(Lines of data)
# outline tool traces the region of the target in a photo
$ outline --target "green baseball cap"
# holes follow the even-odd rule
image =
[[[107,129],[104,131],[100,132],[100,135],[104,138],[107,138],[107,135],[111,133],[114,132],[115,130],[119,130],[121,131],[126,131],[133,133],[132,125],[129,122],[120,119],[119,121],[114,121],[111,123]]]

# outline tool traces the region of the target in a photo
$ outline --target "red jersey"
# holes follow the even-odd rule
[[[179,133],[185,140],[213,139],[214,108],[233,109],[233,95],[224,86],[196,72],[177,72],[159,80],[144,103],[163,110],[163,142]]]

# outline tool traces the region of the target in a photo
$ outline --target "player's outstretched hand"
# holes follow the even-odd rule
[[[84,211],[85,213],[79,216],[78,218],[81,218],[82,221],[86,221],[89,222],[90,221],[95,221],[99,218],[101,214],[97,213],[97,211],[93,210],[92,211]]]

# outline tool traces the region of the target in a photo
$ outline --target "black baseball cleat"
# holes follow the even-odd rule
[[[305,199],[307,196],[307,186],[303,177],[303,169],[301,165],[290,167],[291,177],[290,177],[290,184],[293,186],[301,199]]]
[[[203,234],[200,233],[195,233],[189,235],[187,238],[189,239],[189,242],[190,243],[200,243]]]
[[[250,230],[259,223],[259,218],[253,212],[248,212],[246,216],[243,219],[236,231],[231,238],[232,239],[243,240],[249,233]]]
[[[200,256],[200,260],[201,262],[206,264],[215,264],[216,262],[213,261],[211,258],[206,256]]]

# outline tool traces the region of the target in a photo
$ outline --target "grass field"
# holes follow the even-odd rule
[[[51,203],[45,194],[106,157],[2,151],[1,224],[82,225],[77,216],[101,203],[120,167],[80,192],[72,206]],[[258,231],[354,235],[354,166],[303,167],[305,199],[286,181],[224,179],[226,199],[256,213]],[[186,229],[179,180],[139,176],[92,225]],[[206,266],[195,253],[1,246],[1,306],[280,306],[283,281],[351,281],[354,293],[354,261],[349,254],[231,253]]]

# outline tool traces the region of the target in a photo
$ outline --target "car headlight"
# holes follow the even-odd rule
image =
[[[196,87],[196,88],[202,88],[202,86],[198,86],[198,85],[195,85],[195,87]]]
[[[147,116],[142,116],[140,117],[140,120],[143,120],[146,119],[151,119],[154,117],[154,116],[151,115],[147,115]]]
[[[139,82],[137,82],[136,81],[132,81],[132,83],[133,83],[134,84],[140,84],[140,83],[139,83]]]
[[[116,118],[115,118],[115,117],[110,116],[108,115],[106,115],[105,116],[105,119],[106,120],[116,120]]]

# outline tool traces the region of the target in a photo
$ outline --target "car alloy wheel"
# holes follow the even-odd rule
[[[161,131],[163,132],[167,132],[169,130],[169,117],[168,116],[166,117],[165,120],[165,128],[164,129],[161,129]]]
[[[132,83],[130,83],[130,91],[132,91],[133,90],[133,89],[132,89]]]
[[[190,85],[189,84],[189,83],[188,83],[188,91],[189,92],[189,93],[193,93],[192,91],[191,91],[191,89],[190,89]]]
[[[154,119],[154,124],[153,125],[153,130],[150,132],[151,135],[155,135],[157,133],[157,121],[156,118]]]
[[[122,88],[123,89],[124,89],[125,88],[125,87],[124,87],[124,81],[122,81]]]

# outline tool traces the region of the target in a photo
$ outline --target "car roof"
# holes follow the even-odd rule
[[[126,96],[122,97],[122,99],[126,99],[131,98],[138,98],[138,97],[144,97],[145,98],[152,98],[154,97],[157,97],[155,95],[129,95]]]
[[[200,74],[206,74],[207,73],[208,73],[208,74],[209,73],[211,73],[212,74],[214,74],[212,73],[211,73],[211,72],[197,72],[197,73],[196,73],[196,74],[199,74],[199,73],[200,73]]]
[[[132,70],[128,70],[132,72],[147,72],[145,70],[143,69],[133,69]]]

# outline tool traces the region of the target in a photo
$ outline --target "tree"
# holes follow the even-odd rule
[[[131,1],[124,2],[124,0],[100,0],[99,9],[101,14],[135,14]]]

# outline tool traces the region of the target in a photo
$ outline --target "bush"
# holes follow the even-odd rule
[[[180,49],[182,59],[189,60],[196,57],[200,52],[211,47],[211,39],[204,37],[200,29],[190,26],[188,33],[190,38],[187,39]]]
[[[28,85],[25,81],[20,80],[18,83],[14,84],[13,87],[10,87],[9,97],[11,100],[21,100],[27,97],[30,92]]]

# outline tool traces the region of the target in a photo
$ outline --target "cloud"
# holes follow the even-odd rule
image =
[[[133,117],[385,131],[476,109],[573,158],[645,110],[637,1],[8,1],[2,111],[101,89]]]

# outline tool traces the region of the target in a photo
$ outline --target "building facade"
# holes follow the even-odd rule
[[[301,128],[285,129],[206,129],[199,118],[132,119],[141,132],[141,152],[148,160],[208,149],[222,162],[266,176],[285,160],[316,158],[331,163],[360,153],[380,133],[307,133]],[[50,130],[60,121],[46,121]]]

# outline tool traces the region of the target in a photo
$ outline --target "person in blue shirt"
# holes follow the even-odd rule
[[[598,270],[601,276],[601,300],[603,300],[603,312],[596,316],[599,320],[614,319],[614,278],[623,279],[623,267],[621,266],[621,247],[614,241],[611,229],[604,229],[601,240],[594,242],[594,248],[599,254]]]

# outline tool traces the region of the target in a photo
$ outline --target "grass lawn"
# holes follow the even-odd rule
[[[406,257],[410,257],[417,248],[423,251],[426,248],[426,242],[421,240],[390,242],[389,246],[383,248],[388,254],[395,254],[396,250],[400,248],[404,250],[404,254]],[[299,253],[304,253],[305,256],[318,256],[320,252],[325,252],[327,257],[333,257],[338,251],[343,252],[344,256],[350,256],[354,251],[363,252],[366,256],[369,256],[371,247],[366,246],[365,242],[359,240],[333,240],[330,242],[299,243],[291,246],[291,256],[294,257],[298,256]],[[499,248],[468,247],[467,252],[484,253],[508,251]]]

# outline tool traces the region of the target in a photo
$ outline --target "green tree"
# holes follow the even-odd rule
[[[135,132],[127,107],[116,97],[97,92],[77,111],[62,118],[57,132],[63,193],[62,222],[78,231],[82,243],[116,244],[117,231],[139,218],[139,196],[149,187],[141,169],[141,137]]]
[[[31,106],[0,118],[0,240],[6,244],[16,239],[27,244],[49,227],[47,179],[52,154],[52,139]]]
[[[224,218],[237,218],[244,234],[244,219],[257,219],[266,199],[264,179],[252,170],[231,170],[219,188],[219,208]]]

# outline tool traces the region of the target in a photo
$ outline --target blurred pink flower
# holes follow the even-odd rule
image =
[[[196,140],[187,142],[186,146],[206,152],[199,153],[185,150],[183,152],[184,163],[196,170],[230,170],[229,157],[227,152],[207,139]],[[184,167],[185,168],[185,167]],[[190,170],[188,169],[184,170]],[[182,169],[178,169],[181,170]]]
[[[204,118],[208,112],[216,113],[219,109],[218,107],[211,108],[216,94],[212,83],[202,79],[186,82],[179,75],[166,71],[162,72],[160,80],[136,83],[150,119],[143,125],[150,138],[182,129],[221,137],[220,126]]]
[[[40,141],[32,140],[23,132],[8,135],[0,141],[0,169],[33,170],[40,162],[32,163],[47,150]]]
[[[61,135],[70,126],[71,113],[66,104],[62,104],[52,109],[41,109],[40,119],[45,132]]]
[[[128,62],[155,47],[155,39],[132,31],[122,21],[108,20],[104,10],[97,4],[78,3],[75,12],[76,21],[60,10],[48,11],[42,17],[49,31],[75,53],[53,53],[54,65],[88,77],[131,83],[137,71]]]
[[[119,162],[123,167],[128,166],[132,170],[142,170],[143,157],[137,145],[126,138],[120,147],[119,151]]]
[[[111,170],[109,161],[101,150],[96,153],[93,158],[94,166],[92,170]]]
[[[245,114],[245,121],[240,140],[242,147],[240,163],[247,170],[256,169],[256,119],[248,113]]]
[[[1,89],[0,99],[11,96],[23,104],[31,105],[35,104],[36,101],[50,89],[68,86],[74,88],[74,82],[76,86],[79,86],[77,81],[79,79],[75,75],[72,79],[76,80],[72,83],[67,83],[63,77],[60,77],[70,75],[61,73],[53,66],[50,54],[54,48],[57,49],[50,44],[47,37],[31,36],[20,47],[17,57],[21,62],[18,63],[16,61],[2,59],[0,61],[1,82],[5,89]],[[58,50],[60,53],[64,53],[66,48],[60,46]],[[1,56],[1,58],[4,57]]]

EXERCISE PROMPT
Please gather each line of the data above that contains the word "baseball".

FINAL ANSWER
$ outline --target "green baseball cap"
$ outline --target "black baseball cleat"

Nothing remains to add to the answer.